::: INFORMATION GIVEN
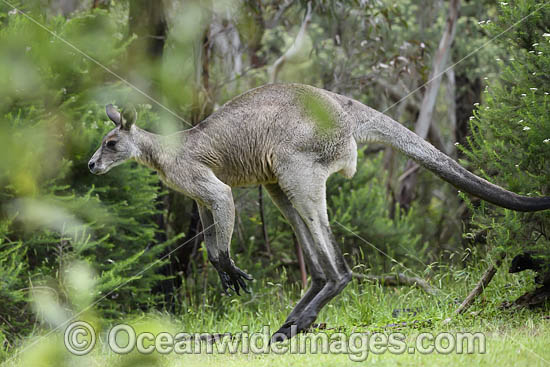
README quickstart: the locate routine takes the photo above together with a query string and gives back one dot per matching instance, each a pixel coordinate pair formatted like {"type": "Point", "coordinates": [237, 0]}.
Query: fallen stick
{"type": "Point", "coordinates": [478, 289]}
{"type": "Point", "coordinates": [398, 279]}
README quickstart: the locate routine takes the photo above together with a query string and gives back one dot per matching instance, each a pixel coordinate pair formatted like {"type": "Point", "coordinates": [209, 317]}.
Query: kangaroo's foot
{"type": "Point", "coordinates": [292, 327]}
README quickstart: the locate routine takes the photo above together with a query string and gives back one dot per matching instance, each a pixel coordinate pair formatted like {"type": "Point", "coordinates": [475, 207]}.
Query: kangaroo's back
{"type": "Point", "coordinates": [248, 137]}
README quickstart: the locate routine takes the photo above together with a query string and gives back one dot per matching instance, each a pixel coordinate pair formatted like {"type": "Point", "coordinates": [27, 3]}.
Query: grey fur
{"type": "Point", "coordinates": [289, 138]}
::::::
HOW TO COMPLETE THIS TASK:
No picture is to appear in the copy; every entry above is otherwise to be printed verbatim.

EXPECTED ANSWER:
README quickstart: the locate routine takes the photo above together with a query string and gives back one dot per matching instance, each a pixel coordinate pair formatted like {"type": "Point", "coordinates": [237, 0]}.
Query: fallen stick
{"type": "Point", "coordinates": [478, 289]}
{"type": "Point", "coordinates": [398, 279]}
README quickstart: the locate routine takes the photo above together with a query string and gives back one dot per matching instance, each a pixel coordinate pair formatted like {"type": "Point", "coordinates": [209, 317]}.
Query: kangaroo's foot
{"type": "Point", "coordinates": [292, 327]}
README quickstart: the locate routine takes the photo above together with a query string and gives back one dot per matching instance, each a pixel coordinate pair formatted like {"type": "Point", "coordinates": [475, 207]}.
Query: kangaroo's back
{"type": "Point", "coordinates": [248, 137]}
README quickstart: the locate routine takes the photo above together with a query string and gives back one dot per matching instance, each a pixel coordinate pair formatted like {"type": "Point", "coordinates": [27, 3]}.
Query: grey fur
{"type": "Point", "coordinates": [289, 138]}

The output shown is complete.